___ Given entries
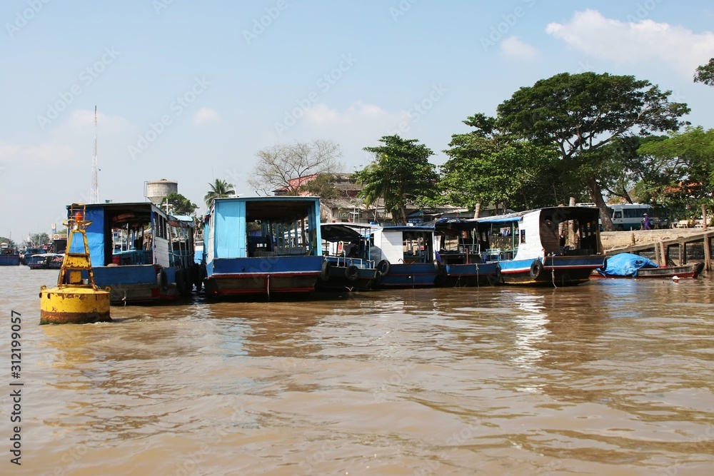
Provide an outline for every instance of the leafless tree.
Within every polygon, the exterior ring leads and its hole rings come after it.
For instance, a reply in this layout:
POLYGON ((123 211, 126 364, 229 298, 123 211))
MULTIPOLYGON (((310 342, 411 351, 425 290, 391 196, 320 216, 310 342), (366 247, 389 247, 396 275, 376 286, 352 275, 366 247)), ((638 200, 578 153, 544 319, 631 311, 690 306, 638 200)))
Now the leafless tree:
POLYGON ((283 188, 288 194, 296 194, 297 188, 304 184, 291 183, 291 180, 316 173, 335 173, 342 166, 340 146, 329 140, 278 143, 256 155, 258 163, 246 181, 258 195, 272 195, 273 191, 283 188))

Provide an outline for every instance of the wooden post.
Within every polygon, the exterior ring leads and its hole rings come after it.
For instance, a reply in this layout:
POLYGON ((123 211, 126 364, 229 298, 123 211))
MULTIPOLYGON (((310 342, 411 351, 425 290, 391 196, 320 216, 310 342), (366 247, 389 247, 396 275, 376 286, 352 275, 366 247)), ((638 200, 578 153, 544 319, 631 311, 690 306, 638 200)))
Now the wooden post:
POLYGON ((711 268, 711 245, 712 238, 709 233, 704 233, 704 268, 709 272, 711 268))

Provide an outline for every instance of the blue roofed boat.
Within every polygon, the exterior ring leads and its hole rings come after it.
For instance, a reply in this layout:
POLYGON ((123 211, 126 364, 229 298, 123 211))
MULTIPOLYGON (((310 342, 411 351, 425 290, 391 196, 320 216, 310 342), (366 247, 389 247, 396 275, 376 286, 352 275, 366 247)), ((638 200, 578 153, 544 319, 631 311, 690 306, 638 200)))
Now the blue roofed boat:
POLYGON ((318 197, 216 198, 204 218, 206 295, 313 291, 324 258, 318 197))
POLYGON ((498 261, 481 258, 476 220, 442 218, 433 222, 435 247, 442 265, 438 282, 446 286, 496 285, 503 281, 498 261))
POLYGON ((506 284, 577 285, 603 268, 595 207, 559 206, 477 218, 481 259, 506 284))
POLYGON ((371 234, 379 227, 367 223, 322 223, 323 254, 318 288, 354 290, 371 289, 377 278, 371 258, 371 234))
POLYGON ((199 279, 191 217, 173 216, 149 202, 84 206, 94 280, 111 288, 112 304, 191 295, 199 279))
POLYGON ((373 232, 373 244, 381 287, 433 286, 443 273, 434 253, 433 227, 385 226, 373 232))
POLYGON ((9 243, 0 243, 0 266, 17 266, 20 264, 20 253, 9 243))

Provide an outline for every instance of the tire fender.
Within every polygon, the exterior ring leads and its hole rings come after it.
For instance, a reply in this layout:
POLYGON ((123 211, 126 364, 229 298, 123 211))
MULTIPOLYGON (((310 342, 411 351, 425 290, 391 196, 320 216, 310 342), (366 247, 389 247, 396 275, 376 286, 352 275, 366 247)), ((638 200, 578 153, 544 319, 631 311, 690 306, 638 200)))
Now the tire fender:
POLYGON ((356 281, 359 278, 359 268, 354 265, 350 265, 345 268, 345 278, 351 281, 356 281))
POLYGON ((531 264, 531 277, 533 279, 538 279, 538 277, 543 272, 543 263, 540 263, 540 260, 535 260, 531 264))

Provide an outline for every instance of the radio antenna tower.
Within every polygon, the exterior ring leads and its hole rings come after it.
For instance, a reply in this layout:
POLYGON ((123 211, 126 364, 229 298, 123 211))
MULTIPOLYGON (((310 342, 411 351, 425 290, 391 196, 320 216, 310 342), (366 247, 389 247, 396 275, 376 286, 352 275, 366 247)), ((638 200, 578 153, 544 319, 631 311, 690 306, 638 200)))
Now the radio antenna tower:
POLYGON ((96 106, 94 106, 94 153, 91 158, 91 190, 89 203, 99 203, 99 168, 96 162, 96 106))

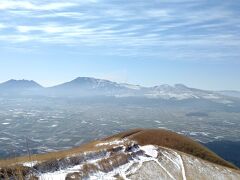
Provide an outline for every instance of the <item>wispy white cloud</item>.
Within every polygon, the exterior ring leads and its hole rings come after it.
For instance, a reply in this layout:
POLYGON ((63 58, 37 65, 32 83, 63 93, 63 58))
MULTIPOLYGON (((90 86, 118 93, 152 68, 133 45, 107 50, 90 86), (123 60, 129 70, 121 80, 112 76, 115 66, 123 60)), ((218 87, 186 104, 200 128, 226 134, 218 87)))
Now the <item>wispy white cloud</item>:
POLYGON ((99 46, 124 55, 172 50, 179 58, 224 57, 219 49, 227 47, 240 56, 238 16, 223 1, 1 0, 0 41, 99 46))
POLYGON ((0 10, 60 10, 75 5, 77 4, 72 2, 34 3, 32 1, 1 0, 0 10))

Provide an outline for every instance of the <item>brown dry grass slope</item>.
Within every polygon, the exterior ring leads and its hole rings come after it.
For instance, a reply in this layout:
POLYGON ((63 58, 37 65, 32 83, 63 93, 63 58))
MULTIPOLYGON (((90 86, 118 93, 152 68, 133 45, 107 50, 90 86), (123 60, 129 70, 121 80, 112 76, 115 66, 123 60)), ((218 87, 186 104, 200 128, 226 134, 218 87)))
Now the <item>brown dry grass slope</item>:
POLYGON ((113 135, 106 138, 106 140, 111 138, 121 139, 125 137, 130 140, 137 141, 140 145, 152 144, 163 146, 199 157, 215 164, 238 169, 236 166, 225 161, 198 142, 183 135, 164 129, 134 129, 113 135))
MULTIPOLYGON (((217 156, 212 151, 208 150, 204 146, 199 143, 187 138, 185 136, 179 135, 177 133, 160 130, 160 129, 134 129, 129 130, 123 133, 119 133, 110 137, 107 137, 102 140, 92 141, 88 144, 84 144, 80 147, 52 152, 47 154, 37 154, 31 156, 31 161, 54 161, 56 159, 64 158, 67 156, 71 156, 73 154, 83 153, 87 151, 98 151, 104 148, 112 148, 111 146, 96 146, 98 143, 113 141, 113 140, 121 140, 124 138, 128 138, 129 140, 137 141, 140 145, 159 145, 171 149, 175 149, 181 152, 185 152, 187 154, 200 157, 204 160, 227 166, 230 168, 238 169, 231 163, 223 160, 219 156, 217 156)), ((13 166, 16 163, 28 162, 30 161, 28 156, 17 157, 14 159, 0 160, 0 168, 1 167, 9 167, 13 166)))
______
§ **The request**
Reproduce the lines starting with the line that contains "Provide an outline for every instance of the radio" and going on through the line that contains "POLYGON ((96 106, 94", keeping the requests and their sample layouts unchanged. In the answers, scale every coordinate by 0.2 and round it to a whole number, with halves rounding up.

§ **Task result**
Provide an outline for every instance of the radio antenna tower.
Within every polygon, the exterior ring leads and its hole rings come after it.
For instance, a reply in this layout:
POLYGON ((123 211, 126 364, 229 298, 123 211))
MULTIPOLYGON (((310 342, 411 351, 425 290, 391 196, 320 216, 310 342), (366 247, 389 247, 396 275, 376 286, 352 275, 366 247)), ((638 200, 578 153, 544 319, 631 311, 690 306, 638 200)))
Now the radio antenna tower:
POLYGON ((19 21, 19 21, 19 31, 18 32, 18 38, 18 41, 20 41, 20 34, 19 32, 19 21))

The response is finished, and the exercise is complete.